» 引用本文
------------------------------------------------
だんだん風越 2021年9月1日

学園説明会「”まざる”ってどういうこと?」(前編)

かぜのーと編集部
投稿者 | かぜのーと編集部

2021年9月1日

8月4日(水)、5日(木)、7日(土)にオンラインで学園説明会を開催しました

残念ながら今年もオンラインでの開催。今回は、私たちが大事にしたいと思っている『つくる』『まざる』『「  」になる』とは、あらためてどういうことか。実際に起きているエピソードをもとに、岩瀬(校長・園長)と本城(理事長)とスタッフが話をしました。

この記事では二日目、「”まざる”ってどういうこと?」で話された内容の一部を前編・後編にわけてお伝えします。前編の聴き手は、共同研究の一環で定期的に風越学園に訪問し「風越の教室に入ってみた」の書き手でもある赤木和重さん(神戸大学 准教授)です。

赤木

そもそもなぜ、”まざる”という言葉が開校前から大事なキーワードとして出てきたんでしょうか?
------------------------------------------------
» 抽出項目
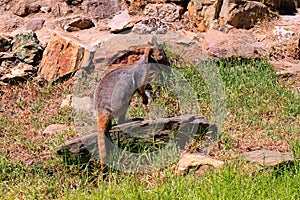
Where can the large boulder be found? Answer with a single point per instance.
(204, 9)
(64, 55)
(242, 14)
(166, 12)
(237, 43)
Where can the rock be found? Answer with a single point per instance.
(120, 22)
(237, 43)
(207, 10)
(79, 24)
(165, 12)
(101, 9)
(284, 7)
(82, 103)
(7, 55)
(147, 132)
(283, 34)
(267, 157)
(242, 14)
(27, 48)
(67, 102)
(64, 55)
(45, 9)
(5, 44)
(73, 2)
(150, 26)
(11, 71)
(35, 24)
(188, 161)
(23, 8)
(55, 128)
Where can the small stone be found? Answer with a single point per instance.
(67, 102)
(79, 24)
(27, 48)
(45, 9)
(35, 24)
(5, 44)
(23, 8)
(82, 103)
(20, 9)
(55, 128)
(237, 43)
(10, 70)
(73, 2)
(120, 22)
(267, 157)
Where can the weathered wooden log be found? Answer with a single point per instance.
(152, 133)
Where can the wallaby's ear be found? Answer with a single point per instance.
(155, 43)
(142, 60)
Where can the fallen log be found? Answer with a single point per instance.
(148, 133)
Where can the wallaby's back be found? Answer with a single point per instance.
(114, 92)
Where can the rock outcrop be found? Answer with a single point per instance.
(64, 55)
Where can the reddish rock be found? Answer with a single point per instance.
(55, 128)
(64, 55)
(35, 24)
(27, 47)
(23, 8)
(166, 12)
(242, 14)
(10, 70)
(237, 43)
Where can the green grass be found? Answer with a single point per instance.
(259, 110)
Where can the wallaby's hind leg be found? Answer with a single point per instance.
(103, 121)
(142, 93)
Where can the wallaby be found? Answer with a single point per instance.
(113, 95)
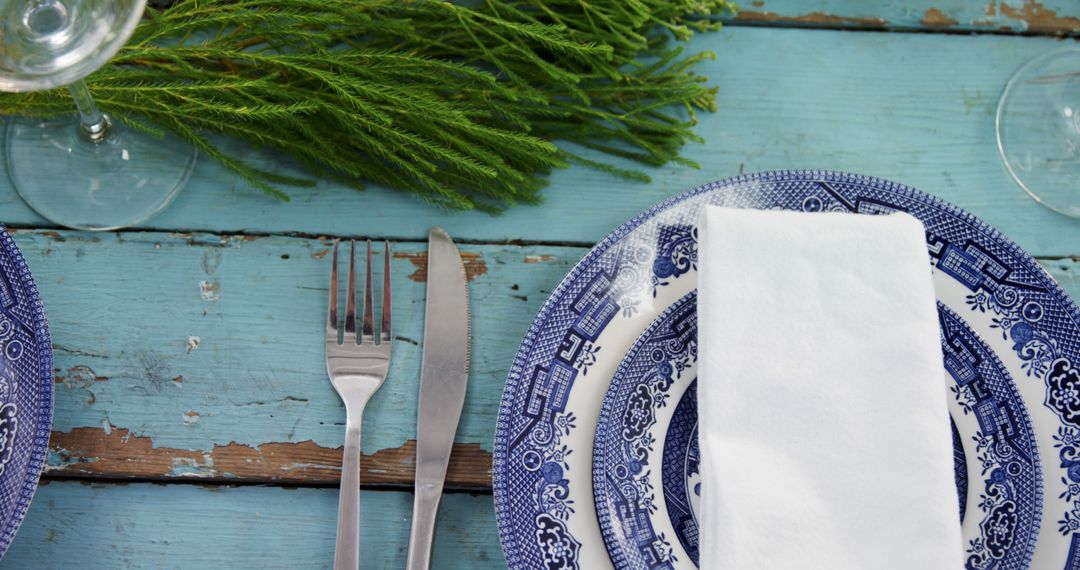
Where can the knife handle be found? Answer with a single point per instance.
(422, 534)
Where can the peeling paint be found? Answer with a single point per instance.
(814, 18)
(210, 290)
(1041, 19)
(474, 265)
(936, 18)
(91, 452)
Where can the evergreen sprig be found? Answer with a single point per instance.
(459, 105)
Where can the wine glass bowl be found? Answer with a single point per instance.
(85, 171)
(1038, 129)
(50, 43)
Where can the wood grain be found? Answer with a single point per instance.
(159, 380)
(116, 527)
(916, 108)
(192, 356)
(1054, 17)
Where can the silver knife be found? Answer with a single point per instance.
(444, 372)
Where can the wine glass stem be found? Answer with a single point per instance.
(95, 125)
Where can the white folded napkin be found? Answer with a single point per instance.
(824, 431)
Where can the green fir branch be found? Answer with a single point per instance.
(460, 105)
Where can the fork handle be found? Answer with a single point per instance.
(347, 551)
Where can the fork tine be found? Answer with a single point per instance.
(350, 303)
(385, 329)
(332, 322)
(368, 330)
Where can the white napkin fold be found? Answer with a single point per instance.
(824, 429)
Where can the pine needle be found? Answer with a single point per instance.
(459, 105)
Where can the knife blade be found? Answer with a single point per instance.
(444, 372)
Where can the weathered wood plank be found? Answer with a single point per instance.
(1055, 17)
(72, 525)
(917, 108)
(200, 357)
(181, 355)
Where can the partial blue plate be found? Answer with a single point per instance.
(1011, 340)
(26, 389)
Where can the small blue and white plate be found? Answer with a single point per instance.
(26, 389)
(645, 460)
(1012, 349)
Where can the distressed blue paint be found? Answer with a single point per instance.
(986, 15)
(124, 307)
(915, 108)
(181, 526)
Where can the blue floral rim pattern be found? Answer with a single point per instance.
(26, 388)
(530, 491)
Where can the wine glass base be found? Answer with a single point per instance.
(1038, 130)
(118, 182)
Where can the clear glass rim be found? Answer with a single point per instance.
(1000, 111)
(83, 68)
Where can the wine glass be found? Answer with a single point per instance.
(1038, 129)
(89, 171)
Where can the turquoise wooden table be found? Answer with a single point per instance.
(194, 425)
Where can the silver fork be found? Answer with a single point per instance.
(356, 371)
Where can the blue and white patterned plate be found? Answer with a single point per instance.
(1012, 348)
(26, 389)
(645, 460)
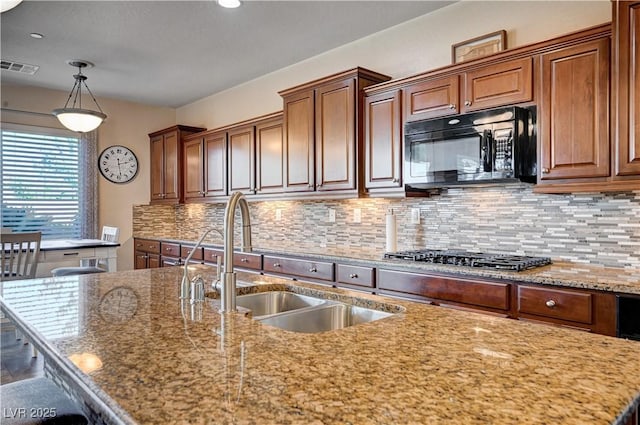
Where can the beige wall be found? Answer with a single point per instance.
(416, 46)
(127, 124)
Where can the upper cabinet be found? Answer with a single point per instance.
(166, 163)
(574, 115)
(323, 133)
(482, 87)
(244, 157)
(626, 89)
(205, 165)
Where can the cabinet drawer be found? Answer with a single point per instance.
(211, 255)
(170, 249)
(186, 250)
(247, 260)
(147, 245)
(473, 292)
(573, 306)
(354, 275)
(296, 267)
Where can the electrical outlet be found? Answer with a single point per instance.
(415, 215)
(357, 215)
(332, 215)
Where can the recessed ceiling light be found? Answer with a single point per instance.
(229, 3)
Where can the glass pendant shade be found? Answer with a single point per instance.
(76, 118)
(80, 120)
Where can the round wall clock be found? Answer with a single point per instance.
(118, 164)
(119, 305)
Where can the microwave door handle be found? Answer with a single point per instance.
(487, 151)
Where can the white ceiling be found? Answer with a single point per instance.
(171, 53)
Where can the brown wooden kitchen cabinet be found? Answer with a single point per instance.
(169, 254)
(574, 308)
(626, 89)
(242, 159)
(467, 292)
(146, 253)
(573, 117)
(383, 140)
(166, 163)
(323, 143)
(483, 87)
(269, 155)
(205, 165)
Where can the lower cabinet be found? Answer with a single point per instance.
(297, 268)
(474, 293)
(579, 309)
(146, 253)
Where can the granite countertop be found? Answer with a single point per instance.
(559, 273)
(164, 361)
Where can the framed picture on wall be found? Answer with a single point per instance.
(479, 47)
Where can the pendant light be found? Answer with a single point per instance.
(75, 118)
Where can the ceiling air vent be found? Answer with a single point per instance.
(23, 68)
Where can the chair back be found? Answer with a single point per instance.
(110, 234)
(20, 252)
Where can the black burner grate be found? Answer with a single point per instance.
(471, 259)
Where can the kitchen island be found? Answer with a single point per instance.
(161, 360)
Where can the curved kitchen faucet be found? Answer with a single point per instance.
(228, 293)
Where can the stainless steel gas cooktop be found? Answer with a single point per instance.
(471, 259)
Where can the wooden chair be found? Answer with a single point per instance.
(20, 253)
(109, 234)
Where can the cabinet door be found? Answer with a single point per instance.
(269, 150)
(335, 136)
(242, 166)
(172, 166)
(157, 168)
(430, 99)
(626, 124)
(383, 140)
(193, 169)
(497, 85)
(299, 142)
(215, 164)
(574, 116)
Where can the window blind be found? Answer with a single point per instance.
(40, 177)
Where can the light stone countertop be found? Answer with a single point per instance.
(426, 364)
(566, 274)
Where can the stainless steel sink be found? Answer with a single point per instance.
(325, 317)
(268, 303)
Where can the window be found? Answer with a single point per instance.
(42, 181)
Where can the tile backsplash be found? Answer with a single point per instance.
(597, 228)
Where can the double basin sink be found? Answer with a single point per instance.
(302, 313)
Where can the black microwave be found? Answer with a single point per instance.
(491, 146)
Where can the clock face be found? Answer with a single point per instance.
(118, 164)
(119, 305)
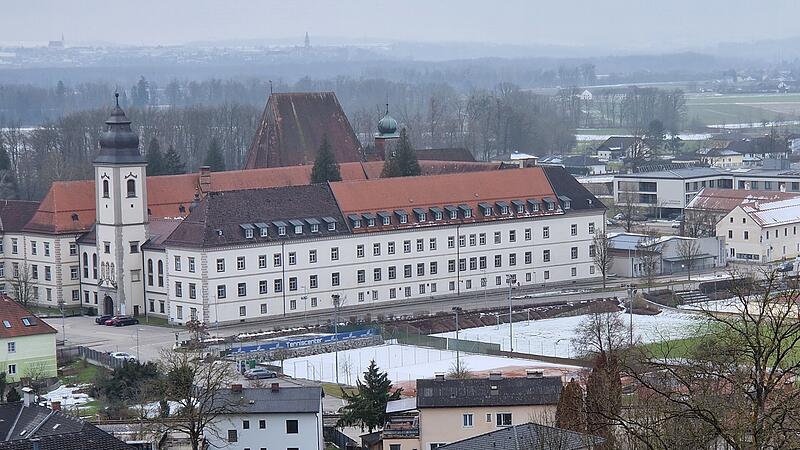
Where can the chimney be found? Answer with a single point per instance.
(28, 397)
(205, 179)
(534, 373)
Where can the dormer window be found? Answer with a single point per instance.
(131, 188)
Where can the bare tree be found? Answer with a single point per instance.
(602, 257)
(22, 286)
(690, 252)
(200, 388)
(736, 385)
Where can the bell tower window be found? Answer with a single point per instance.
(131, 188)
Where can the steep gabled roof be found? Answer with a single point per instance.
(14, 214)
(292, 128)
(18, 321)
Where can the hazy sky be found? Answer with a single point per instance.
(620, 24)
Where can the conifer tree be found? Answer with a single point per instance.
(173, 165)
(214, 158)
(404, 162)
(570, 412)
(155, 160)
(366, 407)
(325, 166)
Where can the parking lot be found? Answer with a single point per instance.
(149, 344)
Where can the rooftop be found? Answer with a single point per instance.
(478, 392)
(527, 436)
(17, 321)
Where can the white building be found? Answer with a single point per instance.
(762, 231)
(275, 417)
(244, 255)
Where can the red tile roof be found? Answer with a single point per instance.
(424, 192)
(12, 313)
(292, 128)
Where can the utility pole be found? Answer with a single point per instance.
(510, 279)
(335, 298)
(457, 309)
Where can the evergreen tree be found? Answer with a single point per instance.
(8, 182)
(325, 166)
(214, 158)
(404, 162)
(13, 396)
(173, 165)
(603, 398)
(570, 412)
(155, 160)
(366, 407)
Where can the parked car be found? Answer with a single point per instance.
(123, 356)
(121, 321)
(102, 319)
(259, 373)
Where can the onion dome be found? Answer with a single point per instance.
(119, 144)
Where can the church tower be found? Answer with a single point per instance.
(121, 223)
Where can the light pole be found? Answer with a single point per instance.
(335, 298)
(510, 279)
(457, 309)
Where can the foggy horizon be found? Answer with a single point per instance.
(614, 25)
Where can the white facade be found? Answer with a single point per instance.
(251, 282)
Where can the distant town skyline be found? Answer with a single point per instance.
(610, 24)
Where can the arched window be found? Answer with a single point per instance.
(131, 188)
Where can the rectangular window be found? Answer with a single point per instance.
(467, 420)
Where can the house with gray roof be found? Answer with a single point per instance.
(283, 417)
(528, 436)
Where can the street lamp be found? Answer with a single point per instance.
(457, 309)
(510, 279)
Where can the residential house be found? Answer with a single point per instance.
(762, 231)
(450, 410)
(25, 426)
(529, 436)
(27, 344)
(274, 417)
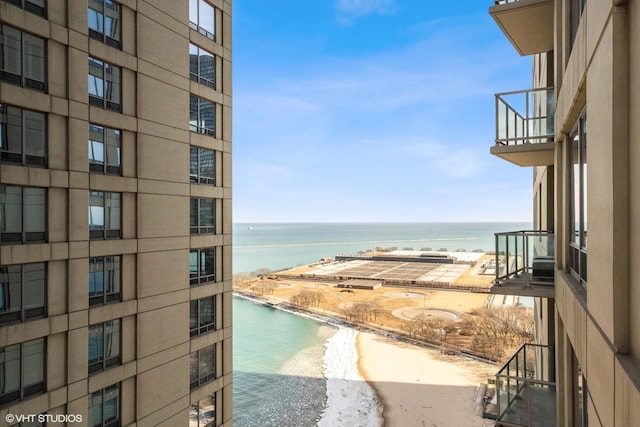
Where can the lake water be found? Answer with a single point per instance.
(281, 360)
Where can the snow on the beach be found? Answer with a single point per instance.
(350, 399)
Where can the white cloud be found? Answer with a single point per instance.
(349, 9)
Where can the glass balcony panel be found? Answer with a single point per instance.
(525, 117)
(525, 258)
(526, 388)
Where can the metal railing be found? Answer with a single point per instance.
(525, 117)
(526, 388)
(525, 256)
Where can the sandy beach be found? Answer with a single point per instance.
(422, 387)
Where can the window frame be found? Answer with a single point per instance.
(200, 227)
(576, 7)
(577, 262)
(105, 233)
(201, 328)
(199, 26)
(195, 61)
(24, 235)
(101, 395)
(24, 313)
(196, 358)
(103, 362)
(195, 162)
(21, 158)
(102, 98)
(197, 277)
(198, 417)
(196, 111)
(112, 275)
(102, 20)
(105, 167)
(23, 390)
(24, 57)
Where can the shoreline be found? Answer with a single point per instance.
(395, 389)
(372, 384)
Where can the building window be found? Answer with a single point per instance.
(202, 317)
(104, 345)
(202, 18)
(23, 136)
(22, 58)
(203, 413)
(104, 19)
(105, 155)
(104, 84)
(202, 113)
(202, 265)
(22, 369)
(104, 407)
(105, 210)
(104, 280)
(203, 216)
(23, 212)
(203, 366)
(39, 7)
(22, 292)
(578, 200)
(202, 66)
(202, 166)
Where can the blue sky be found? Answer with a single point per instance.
(372, 110)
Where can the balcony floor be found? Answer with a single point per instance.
(524, 286)
(543, 410)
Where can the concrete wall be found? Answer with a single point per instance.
(155, 189)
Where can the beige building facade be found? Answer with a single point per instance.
(583, 142)
(115, 211)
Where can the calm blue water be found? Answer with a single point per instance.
(277, 246)
(278, 356)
------------------------------------------------
» 取り組む課題
上に掲げた学園説明会についての記事を、一字一句変えずに最初から最後まで書き直してください。

» 回答全文
だんだん風越 2021年9月1日

学園説明会「”まざる”ってどういうこと?」(前編)

かぜのーと編集部
投稿者 | かぜのーと編集部

2021年9月1日

8月4日(水)、5日(木)、7日(土)にオンラインで学園説明会を開催しました

残念ながら今年もオンラインでの開催。今回は、私たちが大事にしたいと思っている『つくる』『まざる』『「  」になる』とは、あらためてどういうことか。実際に起きているエピソードをもとに、岩瀬(校長・園長)と本城(理事長)とスタッフが話をしました。

この記事では二日目、「”まざる”ってどういうこと?」で話された内容の一部を前編・後編にわけてお伝えします。前編の聴き手は、共同研究の一環で定期的に風越学園に訪問し「風越の教室に入ってみた」の書き手でもある赤木和重さん(神戸大学 准教授)です。

赤木

そもそもなぜ、”まざる”という言葉が開校前から大事なキーワードとして出てきたんでしょうか?